Fragmento del texto:

========================

Prácticas de gestión de conocimiento de los aborígenes australianos

Portada de Treading lightly

En el feed de Jay Cross descubro esta perla de la historia de los aborígenes australianos, tomada del libro Treading lightly, de Karl-Erik Sveiby y Tex Skuthorpe.

At the age of around twelve a young man would, together with his contemporaries, embark on a long learning journey that would forever change him. It would take fourteen to sixteen years before he returned to his own country.

The young man understood some of the language of each community, because his early teaching was from the women who had married into his community. He could therefore show respect when he went into each different community. But he still had much to learn, including the fact that communication is more than words; people also show respect in the way they speak. To show respect he would, for instance, not look the members of one particular community in the face when he talk.

It was essential to know the whole of everything and he learned that the valuable knowledge is hidden with in and cannot be see-only with patience will it be revealed. Surface knowledge has only limited value.

========================

Entradas de datos almacenados:
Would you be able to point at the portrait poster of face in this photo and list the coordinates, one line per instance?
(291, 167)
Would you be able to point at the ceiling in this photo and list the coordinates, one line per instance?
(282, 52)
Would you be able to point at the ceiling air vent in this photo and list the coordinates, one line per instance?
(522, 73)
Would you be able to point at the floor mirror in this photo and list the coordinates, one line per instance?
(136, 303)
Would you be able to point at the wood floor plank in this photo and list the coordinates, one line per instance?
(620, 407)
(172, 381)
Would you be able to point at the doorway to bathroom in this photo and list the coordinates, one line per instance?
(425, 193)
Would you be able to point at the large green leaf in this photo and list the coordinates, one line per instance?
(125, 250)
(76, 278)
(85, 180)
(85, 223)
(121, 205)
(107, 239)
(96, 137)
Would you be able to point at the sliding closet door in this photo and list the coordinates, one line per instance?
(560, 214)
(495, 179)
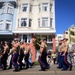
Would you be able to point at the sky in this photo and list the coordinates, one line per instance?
(64, 15)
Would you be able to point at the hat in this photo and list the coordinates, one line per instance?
(16, 39)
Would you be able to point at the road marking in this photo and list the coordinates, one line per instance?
(33, 72)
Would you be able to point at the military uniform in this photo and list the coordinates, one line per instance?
(21, 55)
(5, 56)
(27, 56)
(15, 55)
(64, 53)
(42, 58)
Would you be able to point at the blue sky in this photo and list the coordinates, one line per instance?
(64, 14)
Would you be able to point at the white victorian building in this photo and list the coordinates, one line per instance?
(7, 19)
(35, 17)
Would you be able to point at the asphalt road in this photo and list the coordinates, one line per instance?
(35, 71)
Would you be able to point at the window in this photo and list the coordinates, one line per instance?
(50, 38)
(1, 23)
(39, 22)
(30, 22)
(18, 22)
(51, 22)
(44, 6)
(66, 32)
(3, 9)
(23, 22)
(30, 8)
(72, 33)
(50, 7)
(39, 7)
(44, 22)
(24, 7)
(8, 25)
(10, 10)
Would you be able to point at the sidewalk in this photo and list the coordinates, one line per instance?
(35, 71)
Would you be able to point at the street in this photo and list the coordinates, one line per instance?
(35, 71)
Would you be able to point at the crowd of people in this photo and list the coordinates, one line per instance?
(14, 54)
(17, 54)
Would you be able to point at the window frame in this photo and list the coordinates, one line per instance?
(24, 20)
(44, 23)
(45, 7)
(24, 7)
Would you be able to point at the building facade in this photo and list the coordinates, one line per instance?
(36, 18)
(72, 34)
(7, 19)
(58, 38)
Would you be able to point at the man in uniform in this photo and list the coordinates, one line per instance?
(43, 55)
(66, 64)
(5, 55)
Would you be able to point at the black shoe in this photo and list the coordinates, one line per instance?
(15, 70)
(9, 67)
(42, 70)
(70, 68)
(59, 67)
(4, 68)
(63, 69)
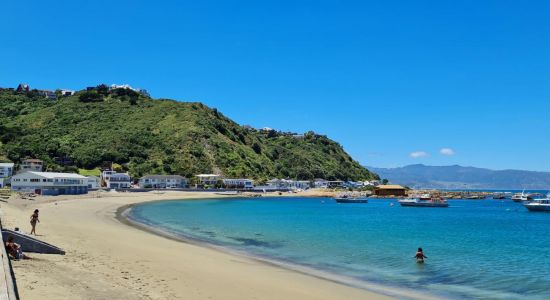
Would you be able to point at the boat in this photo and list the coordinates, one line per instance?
(499, 196)
(422, 202)
(521, 197)
(540, 204)
(351, 199)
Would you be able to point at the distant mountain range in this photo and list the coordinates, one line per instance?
(459, 177)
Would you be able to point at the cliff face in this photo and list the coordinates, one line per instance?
(147, 136)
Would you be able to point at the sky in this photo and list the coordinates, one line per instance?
(394, 82)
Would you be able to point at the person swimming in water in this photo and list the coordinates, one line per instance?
(420, 256)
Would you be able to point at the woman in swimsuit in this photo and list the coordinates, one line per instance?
(34, 220)
(420, 256)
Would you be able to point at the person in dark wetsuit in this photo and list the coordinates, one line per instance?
(420, 256)
(34, 220)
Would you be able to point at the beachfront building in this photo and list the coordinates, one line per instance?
(49, 183)
(289, 184)
(390, 190)
(94, 182)
(32, 164)
(6, 171)
(113, 180)
(208, 179)
(319, 183)
(239, 183)
(335, 184)
(162, 182)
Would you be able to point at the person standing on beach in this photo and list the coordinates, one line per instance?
(34, 220)
(420, 256)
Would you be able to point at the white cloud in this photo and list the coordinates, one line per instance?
(447, 151)
(418, 154)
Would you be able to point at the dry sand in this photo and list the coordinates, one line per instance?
(107, 259)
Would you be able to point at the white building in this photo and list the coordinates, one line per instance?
(113, 180)
(163, 181)
(67, 92)
(32, 164)
(49, 183)
(6, 171)
(94, 182)
(289, 184)
(208, 179)
(320, 183)
(239, 183)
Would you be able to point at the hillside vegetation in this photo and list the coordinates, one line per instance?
(96, 128)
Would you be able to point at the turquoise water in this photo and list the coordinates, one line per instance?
(476, 249)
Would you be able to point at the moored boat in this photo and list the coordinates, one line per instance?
(422, 202)
(541, 204)
(521, 197)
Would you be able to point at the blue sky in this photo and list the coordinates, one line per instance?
(389, 80)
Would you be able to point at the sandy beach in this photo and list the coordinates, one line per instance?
(109, 259)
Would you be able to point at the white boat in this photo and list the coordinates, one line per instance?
(351, 199)
(521, 197)
(422, 202)
(541, 204)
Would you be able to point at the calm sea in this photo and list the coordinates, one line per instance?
(476, 249)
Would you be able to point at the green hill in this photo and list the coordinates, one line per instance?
(145, 136)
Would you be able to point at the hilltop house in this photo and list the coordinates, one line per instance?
(49, 183)
(32, 164)
(208, 179)
(163, 181)
(113, 180)
(239, 183)
(23, 87)
(47, 94)
(144, 92)
(6, 171)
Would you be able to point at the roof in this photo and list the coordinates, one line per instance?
(119, 175)
(163, 176)
(32, 160)
(390, 187)
(53, 175)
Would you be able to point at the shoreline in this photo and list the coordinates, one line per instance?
(122, 215)
(106, 257)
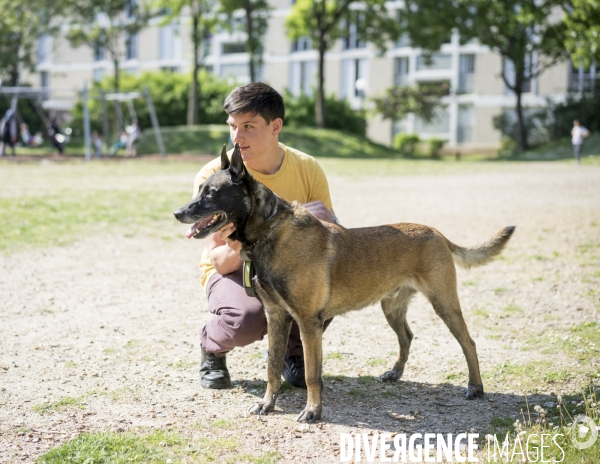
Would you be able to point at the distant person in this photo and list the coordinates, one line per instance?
(119, 144)
(578, 133)
(8, 130)
(134, 133)
(56, 136)
(97, 142)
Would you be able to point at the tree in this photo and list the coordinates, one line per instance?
(203, 22)
(322, 21)
(422, 99)
(523, 32)
(254, 23)
(582, 37)
(21, 25)
(107, 25)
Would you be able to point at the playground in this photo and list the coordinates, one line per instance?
(101, 313)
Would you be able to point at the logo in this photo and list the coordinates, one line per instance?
(580, 431)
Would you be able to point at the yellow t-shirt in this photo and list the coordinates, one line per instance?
(300, 178)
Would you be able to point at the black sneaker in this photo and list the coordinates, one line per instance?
(293, 370)
(213, 371)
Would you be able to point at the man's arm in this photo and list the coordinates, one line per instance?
(223, 253)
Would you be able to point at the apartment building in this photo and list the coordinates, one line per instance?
(354, 70)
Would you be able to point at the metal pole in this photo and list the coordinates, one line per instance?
(107, 137)
(154, 120)
(86, 124)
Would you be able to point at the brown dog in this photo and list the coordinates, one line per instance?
(311, 271)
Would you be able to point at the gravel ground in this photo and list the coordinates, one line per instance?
(110, 325)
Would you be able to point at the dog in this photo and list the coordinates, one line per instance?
(310, 271)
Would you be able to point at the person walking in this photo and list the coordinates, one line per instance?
(8, 131)
(578, 133)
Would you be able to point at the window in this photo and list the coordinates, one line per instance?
(131, 45)
(353, 71)
(302, 44)
(465, 124)
(228, 48)
(43, 48)
(169, 44)
(302, 76)
(436, 62)
(401, 71)
(352, 40)
(466, 74)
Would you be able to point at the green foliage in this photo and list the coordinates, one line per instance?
(300, 112)
(169, 92)
(423, 99)
(435, 147)
(407, 144)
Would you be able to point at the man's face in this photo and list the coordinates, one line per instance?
(254, 135)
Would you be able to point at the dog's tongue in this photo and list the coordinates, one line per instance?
(198, 226)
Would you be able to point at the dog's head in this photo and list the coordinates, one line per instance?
(224, 197)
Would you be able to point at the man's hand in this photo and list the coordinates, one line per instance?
(320, 211)
(224, 234)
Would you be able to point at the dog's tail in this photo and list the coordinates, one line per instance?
(483, 253)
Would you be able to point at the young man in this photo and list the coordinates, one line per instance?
(255, 117)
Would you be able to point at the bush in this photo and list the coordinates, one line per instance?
(407, 144)
(169, 92)
(434, 147)
(300, 112)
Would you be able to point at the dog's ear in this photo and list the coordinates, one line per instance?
(237, 168)
(224, 159)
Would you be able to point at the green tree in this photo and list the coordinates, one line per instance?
(21, 25)
(107, 25)
(422, 99)
(324, 20)
(203, 22)
(254, 23)
(525, 33)
(582, 37)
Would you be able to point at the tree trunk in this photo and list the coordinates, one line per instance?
(521, 129)
(320, 100)
(192, 116)
(116, 74)
(250, 42)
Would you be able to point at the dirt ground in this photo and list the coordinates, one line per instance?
(110, 325)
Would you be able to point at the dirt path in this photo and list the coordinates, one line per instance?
(103, 335)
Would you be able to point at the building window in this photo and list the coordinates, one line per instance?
(401, 71)
(301, 45)
(465, 124)
(169, 42)
(131, 45)
(302, 77)
(352, 39)
(436, 62)
(229, 48)
(466, 74)
(352, 72)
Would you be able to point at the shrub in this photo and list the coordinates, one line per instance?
(406, 143)
(300, 112)
(434, 147)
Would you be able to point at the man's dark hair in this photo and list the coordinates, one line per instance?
(256, 98)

========================

Preguntas de estudio:
(A) Según el texto sobre los aborígenes australianos, ¿cuántos años pasaban antes de que el joven regresara a su propia tierra?
(B) Prosigue el texto sobre los aborígenes australianos a partir de su última oración.
Los registros constituyen un material aparte del texto.

Lista de respuestas:
(A) Entre catorce y dieciséis años.

(B)
When the man finally returned to his home community, he still had to perform three more ceremonies taking up to six months in total, before he was considered an adult man with the ability to take on his role for his community. And now he could finally marry.

The women were considered to mature into responsible adults at a much younger age. Hence the women did not need to travel widely to learn. The girls learned about the neighboring habits from the women in the community. Because the women married and went to live with men in other communities, knowledge from all the surrounding groups was brought into each community.